Set down the material exactly. Keep every line.

--

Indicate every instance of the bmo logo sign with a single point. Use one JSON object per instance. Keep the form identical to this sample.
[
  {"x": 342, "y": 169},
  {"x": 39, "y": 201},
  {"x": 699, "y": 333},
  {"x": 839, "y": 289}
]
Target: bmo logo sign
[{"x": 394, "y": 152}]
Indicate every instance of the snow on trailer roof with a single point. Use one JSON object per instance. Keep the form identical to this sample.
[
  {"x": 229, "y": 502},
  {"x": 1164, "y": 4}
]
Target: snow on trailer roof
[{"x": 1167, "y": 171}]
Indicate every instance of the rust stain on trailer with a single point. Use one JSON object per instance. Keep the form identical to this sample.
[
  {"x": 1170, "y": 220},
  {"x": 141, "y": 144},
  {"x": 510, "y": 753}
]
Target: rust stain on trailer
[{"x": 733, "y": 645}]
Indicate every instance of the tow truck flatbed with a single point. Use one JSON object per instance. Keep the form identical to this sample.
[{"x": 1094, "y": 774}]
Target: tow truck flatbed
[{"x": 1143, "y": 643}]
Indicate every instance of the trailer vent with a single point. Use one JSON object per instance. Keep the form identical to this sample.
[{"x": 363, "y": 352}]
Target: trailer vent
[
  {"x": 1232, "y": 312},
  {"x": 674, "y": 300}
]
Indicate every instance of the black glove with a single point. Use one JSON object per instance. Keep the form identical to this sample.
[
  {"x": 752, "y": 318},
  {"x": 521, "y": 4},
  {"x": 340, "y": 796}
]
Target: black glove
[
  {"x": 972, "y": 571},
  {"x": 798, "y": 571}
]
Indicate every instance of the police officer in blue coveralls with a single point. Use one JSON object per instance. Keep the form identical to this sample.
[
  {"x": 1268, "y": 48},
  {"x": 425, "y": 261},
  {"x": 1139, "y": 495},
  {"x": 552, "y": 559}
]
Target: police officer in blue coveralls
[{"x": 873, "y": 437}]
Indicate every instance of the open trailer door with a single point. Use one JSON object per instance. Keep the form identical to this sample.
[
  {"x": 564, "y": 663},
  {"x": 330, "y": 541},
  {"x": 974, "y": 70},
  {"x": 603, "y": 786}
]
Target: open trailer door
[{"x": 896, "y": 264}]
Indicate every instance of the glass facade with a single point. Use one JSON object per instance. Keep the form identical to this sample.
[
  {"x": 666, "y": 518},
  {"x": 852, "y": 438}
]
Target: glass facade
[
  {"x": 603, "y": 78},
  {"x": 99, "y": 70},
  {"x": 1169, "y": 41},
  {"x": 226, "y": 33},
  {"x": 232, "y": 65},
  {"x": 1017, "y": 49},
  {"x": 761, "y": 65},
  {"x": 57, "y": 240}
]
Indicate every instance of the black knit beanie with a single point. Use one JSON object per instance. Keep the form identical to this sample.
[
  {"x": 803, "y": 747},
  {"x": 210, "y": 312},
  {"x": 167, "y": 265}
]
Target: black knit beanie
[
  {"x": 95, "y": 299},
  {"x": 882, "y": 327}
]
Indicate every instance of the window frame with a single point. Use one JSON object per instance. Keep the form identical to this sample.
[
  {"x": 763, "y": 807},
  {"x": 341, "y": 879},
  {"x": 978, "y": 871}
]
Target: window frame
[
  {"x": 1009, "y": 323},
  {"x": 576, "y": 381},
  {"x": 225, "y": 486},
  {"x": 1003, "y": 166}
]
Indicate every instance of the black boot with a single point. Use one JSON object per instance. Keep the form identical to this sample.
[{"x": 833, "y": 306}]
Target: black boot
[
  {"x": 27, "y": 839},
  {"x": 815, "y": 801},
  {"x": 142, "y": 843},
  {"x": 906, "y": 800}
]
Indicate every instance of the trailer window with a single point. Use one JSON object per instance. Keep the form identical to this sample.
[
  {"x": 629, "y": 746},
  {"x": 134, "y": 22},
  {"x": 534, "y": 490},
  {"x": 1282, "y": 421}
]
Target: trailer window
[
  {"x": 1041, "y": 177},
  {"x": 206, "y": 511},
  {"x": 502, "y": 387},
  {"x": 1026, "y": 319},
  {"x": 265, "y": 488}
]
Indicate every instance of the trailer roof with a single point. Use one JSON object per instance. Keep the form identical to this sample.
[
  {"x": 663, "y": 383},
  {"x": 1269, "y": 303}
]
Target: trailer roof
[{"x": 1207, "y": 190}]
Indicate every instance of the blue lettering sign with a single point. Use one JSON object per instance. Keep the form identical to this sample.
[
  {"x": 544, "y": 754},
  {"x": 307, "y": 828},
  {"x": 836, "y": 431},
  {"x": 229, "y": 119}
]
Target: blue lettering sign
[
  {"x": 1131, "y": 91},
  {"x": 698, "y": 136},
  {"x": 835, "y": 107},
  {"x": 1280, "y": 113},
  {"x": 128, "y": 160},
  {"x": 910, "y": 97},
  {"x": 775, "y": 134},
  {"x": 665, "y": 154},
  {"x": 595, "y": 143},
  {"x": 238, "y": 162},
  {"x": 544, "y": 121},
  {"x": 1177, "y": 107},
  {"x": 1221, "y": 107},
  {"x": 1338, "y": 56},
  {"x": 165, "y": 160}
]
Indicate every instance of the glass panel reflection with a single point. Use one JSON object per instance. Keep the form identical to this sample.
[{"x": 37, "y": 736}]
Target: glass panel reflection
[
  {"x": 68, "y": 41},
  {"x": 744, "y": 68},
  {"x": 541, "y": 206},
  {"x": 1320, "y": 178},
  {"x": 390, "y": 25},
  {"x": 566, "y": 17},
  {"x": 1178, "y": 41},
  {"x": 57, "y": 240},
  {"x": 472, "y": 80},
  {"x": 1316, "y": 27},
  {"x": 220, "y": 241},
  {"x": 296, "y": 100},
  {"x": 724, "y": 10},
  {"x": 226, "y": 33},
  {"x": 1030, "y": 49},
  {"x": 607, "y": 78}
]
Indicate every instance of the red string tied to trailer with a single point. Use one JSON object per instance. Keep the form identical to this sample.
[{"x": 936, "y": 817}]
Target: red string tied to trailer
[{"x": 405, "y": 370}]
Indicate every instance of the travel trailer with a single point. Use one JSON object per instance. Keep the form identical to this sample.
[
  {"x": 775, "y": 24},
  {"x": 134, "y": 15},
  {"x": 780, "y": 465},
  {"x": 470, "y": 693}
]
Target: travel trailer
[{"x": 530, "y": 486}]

--

:: SOLUTION FOR THIS TASK ::
Indicate every instance of the bmo logo sign with a single point. Use one JSON object per instance. Keep the form identical to this sample.
[
  {"x": 342, "y": 169},
  {"x": 39, "y": 201},
  {"x": 699, "y": 333},
  {"x": 839, "y": 289}
]
Target: bmo logo sign
[{"x": 394, "y": 152}]
Indicate every instance of the snow on trailer roof with a single point. Use one JSON object per instance. Keep the form identical to this sample.
[
  {"x": 229, "y": 502},
  {"x": 1164, "y": 4}
]
Target: snow on trailer roof
[{"x": 1167, "y": 171}]
Indicate every instance of the rust stain on trailer with a single point. Use one JSON object per instance. Keep the form identical to this sample.
[
  {"x": 1170, "y": 220},
  {"x": 141, "y": 144},
  {"x": 510, "y": 753}
]
Target: rust stain on trailer
[{"x": 733, "y": 645}]
Indicate every instance of the tow truck flatbed with a single point. Use one JSON object per instance. Keep the form identical to this sample.
[{"x": 1094, "y": 774}]
Target: tow truck flatbed
[{"x": 1143, "y": 643}]
Indicate every instance of the trailer vent with a single point. Use one JSON object per instance. Keep the form identical to this sample.
[{"x": 363, "y": 352}]
Target: trailer vent
[
  {"x": 1232, "y": 312},
  {"x": 674, "y": 300}
]
Indicate every instance of the black glove with a single point. Use one JSON object per instance. Keep the form identical to this sample.
[
  {"x": 752, "y": 318},
  {"x": 521, "y": 4},
  {"x": 340, "y": 796}
]
Target: black glove
[
  {"x": 972, "y": 571},
  {"x": 798, "y": 571}
]
Indicate every instance of the police officer in blue coveralls with a single point. Use one JSON object per instance. Keep the form identical to this sample.
[
  {"x": 1268, "y": 48},
  {"x": 425, "y": 261},
  {"x": 1139, "y": 495},
  {"x": 552, "y": 559}
]
Target: police officer in blue coveralls
[{"x": 873, "y": 437}]
Indicate every instance of the open trailer door with a single point. Use one JSON object per instance. Keep the form identical to this sample.
[
  {"x": 564, "y": 663},
  {"x": 330, "y": 541},
  {"x": 974, "y": 70},
  {"x": 603, "y": 786}
]
Target: open trailer door
[{"x": 896, "y": 264}]
Indicate every instance of the glass facade with a single point. Use one JSON object per instance. Keep the form identical to this sample.
[
  {"x": 666, "y": 518},
  {"x": 852, "y": 438}
]
Target: glass facade
[
  {"x": 603, "y": 78},
  {"x": 99, "y": 70},
  {"x": 1169, "y": 41},
  {"x": 226, "y": 33},
  {"x": 232, "y": 65},
  {"x": 1017, "y": 49},
  {"x": 761, "y": 65},
  {"x": 57, "y": 240}
]
Indicate every instance of the black knit beanie with a single point. Use one JSON object per instance. Keep the form identical to this sample.
[
  {"x": 803, "y": 747},
  {"x": 210, "y": 312},
  {"x": 167, "y": 265}
]
Target: black knit beanie
[
  {"x": 95, "y": 299},
  {"x": 882, "y": 327}
]
Indicate every instance of the window frame with a single point. Use one JSON object per instance. Keep the form identical to this sample.
[
  {"x": 763, "y": 807},
  {"x": 341, "y": 879},
  {"x": 978, "y": 871}
]
Target: window frame
[
  {"x": 1009, "y": 323},
  {"x": 576, "y": 381},
  {"x": 225, "y": 486},
  {"x": 1003, "y": 166}
]
Indicate every instance of the black boot with a single point. Use one JSON object per instance. Keep the form identical to this sample.
[{"x": 833, "y": 306}]
Target: black boot
[
  {"x": 27, "y": 839},
  {"x": 815, "y": 801},
  {"x": 142, "y": 843},
  {"x": 906, "y": 800}
]
Indicate every instance of the trailer window with a single point. Use one JSON object per instance. Keep the form identical to this sample.
[
  {"x": 629, "y": 746},
  {"x": 134, "y": 22},
  {"x": 534, "y": 490},
  {"x": 1282, "y": 421}
]
Target: trailer window
[
  {"x": 1041, "y": 177},
  {"x": 206, "y": 511},
  {"x": 502, "y": 387},
  {"x": 1026, "y": 319},
  {"x": 265, "y": 488}
]
Indicate every instance of the trailer roof with a single point. Use one JSON object per instance. Keep the form identical to this sample.
[
  {"x": 663, "y": 383},
  {"x": 1269, "y": 303}
]
Target: trailer roof
[{"x": 1207, "y": 190}]
Indicate every instance of the blue lettering sign with a single point. Use one JSON object per instance. Keep the form identical to this sample.
[
  {"x": 544, "y": 754},
  {"x": 307, "y": 828},
  {"x": 836, "y": 431},
  {"x": 229, "y": 119}
]
Target: blue lettering sign
[
  {"x": 1131, "y": 91},
  {"x": 698, "y": 136},
  {"x": 835, "y": 107},
  {"x": 1280, "y": 113},
  {"x": 128, "y": 160},
  {"x": 910, "y": 97},
  {"x": 775, "y": 134},
  {"x": 665, "y": 154},
  {"x": 595, "y": 143},
  {"x": 238, "y": 162},
  {"x": 544, "y": 121},
  {"x": 1177, "y": 107},
  {"x": 1221, "y": 107},
  {"x": 1338, "y": 56},
  {"x": 165, "y": 160}
]
Indicate every instance of the glass panel reflection with a single point. Use one JSON object per instance. Keep the form identical to this sample.
[{"x": 37, "y": 736}]
Target: glass panel reflection
[
  {"x": 68, "y": 41},
  {"x": 744, "y": 68},
  {"x": 541, "y": 206},
  {"x": 1320, "y": 178},
  {"x": 390, "y": 25},
  {"x": 566, "y": 17},
  {"x": 1178, "y": 41},
  {"x": 57, "y": 240},
  {"x": 472, "y": 80},
  {"x": 1316, "y": 27},
  {"x": 220, "y": 241},
  {"x": 296, "y": 100},
  {"x": 724, "y": 10},
  {"x": 226, "y": 33},
  {"x": 1030, "y": 49},
  {"x": 607, "y": 78}
]
Indicate every instance of the red string tied to trailer with a single point. Use one JSON object per instance. Keep the form identical to this sample.
[{"x": 936, "y": 817}]
Target: red string tied to trailer
[{"x": 405, "y": 370}]
Indicate every instance of the travel trailer with a single point. Use one JSON object per instance. Keep the form identical to this sample.
[
  {"x": 775, "y": 24},
  {"x": 134, "y": 15},
  {"x": 780, "y": 465},
  {"x": 470, "y": 693}
]
Target: travel trailer
[{"x": 530, "y": 486}]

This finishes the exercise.